## Understanding MySQL `EXPLAIN`

The MySQL `EXPLAIN` command is a powerful tool that helps us understand how MySQL plans to execute a query. It provides detailed information about what MySQL will do behind the scenes, which is very useful for learning about indexing, query optimization, and database performance. Key columns in the `EXPLAIN` output include:

- **`select_type`**: Indicates the type of `SELECT` being performed. For example, whether it is a **simple** select (just retrieving rows) or a **primary/select with subqueries**. This helps differentiate between straightforward queries and more complex ones.

- **`table`**: The name of the table being accessed by the query.

- **`partitions`**: Shows which partitions of a table (if the table is partitioned) are being scanned. Partitioning allows MySQL to split data across different sections for performance.

| STATED EXERCISE 1 |
Retype the passage on MySQL EXPLAIN from "## Understanding MySQL" up to and including "by the query.".
| STATED EXERCISE 2 |
Extend the passage on MySQL EXPLAIN, beginning after its final sentence.
The entries that follow the passage on MySQL EXPLAIN are not required for any of the work here.

| ENTRIES SHOWN |

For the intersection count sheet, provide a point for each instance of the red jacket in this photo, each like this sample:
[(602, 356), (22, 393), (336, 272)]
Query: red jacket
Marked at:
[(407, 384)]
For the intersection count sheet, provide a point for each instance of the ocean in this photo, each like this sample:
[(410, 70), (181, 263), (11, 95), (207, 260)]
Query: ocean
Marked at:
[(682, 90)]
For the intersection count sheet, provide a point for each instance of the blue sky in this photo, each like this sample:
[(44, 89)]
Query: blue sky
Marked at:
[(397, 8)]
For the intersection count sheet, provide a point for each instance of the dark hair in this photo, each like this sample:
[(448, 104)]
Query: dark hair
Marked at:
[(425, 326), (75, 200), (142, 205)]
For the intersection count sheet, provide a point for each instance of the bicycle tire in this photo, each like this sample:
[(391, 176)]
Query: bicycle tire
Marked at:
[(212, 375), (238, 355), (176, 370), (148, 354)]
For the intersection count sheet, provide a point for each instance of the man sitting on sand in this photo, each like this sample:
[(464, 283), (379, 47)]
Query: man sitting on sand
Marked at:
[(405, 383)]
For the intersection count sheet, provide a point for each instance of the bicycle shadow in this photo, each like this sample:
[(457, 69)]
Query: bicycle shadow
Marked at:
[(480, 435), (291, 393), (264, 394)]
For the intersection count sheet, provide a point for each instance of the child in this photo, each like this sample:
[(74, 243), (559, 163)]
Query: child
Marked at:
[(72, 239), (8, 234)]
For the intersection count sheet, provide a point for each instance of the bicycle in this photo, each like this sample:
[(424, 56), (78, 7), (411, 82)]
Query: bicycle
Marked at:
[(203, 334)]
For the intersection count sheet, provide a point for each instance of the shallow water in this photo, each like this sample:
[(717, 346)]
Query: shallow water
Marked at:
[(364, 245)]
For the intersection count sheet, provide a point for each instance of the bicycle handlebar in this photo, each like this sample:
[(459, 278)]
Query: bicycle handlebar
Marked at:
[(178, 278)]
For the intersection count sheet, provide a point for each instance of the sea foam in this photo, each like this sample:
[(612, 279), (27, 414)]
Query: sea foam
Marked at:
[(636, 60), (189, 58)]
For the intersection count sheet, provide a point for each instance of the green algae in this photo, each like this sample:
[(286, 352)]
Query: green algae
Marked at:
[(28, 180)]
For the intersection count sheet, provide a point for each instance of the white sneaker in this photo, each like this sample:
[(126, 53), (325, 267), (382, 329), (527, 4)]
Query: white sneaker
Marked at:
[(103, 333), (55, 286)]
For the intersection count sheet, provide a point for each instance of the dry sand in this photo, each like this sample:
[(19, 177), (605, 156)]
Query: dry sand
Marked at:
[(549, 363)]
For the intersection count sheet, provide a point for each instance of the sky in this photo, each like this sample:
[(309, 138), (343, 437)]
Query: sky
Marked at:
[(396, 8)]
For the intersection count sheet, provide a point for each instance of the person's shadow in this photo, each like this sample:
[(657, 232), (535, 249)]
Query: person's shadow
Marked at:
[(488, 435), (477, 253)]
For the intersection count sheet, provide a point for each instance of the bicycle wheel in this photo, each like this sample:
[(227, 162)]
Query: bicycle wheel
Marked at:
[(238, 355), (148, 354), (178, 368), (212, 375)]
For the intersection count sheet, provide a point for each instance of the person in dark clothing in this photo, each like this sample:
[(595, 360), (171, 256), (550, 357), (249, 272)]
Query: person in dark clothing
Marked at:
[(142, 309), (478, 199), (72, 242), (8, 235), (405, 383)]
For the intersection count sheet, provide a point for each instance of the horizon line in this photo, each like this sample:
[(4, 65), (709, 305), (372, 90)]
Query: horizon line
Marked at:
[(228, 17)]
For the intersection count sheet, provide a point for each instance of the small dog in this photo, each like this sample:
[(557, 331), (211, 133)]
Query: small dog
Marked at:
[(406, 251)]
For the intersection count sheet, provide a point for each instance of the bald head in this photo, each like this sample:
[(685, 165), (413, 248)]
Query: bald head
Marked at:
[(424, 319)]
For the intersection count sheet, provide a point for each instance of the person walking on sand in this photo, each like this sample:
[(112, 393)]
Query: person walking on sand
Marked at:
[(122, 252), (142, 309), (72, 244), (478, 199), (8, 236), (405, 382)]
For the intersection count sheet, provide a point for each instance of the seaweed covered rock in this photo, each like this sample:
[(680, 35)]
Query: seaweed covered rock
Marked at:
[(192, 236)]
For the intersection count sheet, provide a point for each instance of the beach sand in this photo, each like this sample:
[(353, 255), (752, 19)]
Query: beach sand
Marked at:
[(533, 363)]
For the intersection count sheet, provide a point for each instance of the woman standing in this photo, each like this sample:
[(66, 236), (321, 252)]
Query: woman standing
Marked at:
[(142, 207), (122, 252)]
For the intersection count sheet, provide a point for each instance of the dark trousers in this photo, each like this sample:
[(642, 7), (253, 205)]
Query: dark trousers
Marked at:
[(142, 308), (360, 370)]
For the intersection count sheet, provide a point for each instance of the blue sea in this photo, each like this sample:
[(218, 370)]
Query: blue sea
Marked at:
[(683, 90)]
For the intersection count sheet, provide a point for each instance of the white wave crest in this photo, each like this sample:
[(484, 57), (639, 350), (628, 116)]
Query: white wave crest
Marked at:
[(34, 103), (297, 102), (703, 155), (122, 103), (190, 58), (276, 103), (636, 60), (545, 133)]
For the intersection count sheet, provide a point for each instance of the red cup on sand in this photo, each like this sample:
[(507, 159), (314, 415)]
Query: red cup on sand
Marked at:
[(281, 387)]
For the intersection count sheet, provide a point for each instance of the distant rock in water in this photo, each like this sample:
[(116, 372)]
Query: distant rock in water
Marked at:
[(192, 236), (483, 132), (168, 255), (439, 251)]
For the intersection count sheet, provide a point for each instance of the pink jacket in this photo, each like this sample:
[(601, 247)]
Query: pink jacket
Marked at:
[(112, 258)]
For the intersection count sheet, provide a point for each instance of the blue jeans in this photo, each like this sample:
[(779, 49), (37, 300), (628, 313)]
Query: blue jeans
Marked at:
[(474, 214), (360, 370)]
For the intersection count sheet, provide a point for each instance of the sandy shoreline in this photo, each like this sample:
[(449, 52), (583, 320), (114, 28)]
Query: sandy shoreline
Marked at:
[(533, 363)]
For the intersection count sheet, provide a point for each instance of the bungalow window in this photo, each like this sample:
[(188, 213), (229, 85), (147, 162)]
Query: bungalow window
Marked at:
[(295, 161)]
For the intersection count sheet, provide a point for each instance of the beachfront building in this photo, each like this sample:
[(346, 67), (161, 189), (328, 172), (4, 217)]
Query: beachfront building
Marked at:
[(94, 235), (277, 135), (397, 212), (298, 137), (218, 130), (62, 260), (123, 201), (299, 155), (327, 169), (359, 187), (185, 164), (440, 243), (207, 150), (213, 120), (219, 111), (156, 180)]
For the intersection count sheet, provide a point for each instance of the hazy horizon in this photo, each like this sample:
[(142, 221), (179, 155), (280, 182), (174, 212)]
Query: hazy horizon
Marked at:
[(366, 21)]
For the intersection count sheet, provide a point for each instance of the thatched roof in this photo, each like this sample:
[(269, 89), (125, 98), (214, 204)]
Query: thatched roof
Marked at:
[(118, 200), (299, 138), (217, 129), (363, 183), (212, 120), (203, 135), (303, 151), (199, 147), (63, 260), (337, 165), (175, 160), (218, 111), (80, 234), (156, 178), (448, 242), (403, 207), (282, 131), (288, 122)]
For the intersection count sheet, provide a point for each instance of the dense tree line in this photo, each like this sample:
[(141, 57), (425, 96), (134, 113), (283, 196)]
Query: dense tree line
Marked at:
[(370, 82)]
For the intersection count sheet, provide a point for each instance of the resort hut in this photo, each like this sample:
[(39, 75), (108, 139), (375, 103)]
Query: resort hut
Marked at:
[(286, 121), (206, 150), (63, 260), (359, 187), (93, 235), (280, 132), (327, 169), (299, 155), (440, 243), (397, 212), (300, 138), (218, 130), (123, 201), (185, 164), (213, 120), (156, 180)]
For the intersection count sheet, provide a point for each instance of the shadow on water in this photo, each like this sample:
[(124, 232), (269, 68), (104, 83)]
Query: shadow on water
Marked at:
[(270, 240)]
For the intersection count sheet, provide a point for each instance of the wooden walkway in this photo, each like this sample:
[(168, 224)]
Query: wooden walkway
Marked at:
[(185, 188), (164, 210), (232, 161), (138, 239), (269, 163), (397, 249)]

| RESULT 1 |
## Understanding MySQL `EXPLAIN`

The MySQL `EXPLAIN` command is a powerful tool that helps us understand how MySQL plans to execute a query. It provides detailed information about what MySQL will do behind the scenes, which is very useful for learning about indexing, query optimization, and database performance. Key columns in the `EXPLAIN` output include:

- **`select_type`**: Indicates the type of `SELECT` being performed. For example, whether it is a **simple** select (just retrieving rows) or a **primary/select with subqueries**. This helps differentiate between straightforward queries and more complex ones.

- **`table`**: The name of the table being accessed by the query.

| RESULT 2 |
- **`type`**: Often the most important column. It tells you the join type MySQL is using and whether it will scan the full table or use an index. Common values include:
  - `ALL` → full table scan (slow)
  - `index` → full index scan
  - `ref` → index lookup by non-unique key
  - `eq_ref` → unique index lookup
  - `const`/`system` → very fast, single-row lookups

- **`possible_keys`**: Shows which indexes MySQL **could potentially** use to execute the query. These are candidate indexes, but MySQL may not actually use them.

- **`key`**: The index MySQL **actually chose** to use for the query.

- **`key_len`**: The length of the key MySQL decided to use. This indicates how much of the index is being leveraged, which can affect performance.

- **`ref`**: Shows which column or constant is being used to match rows against the key. For example, it could be a column in the query or a constant value from a `WHERE` clause.

- **`rows`**: An estimate of the number of rows MySQL expects to examine to execute the query. This is based on table statistics.

- **`filtered`**: A percentage estimate of how many rows will actually match the `WHERE` conditions after filtering. This helps understand MySQL's selectivity predictions.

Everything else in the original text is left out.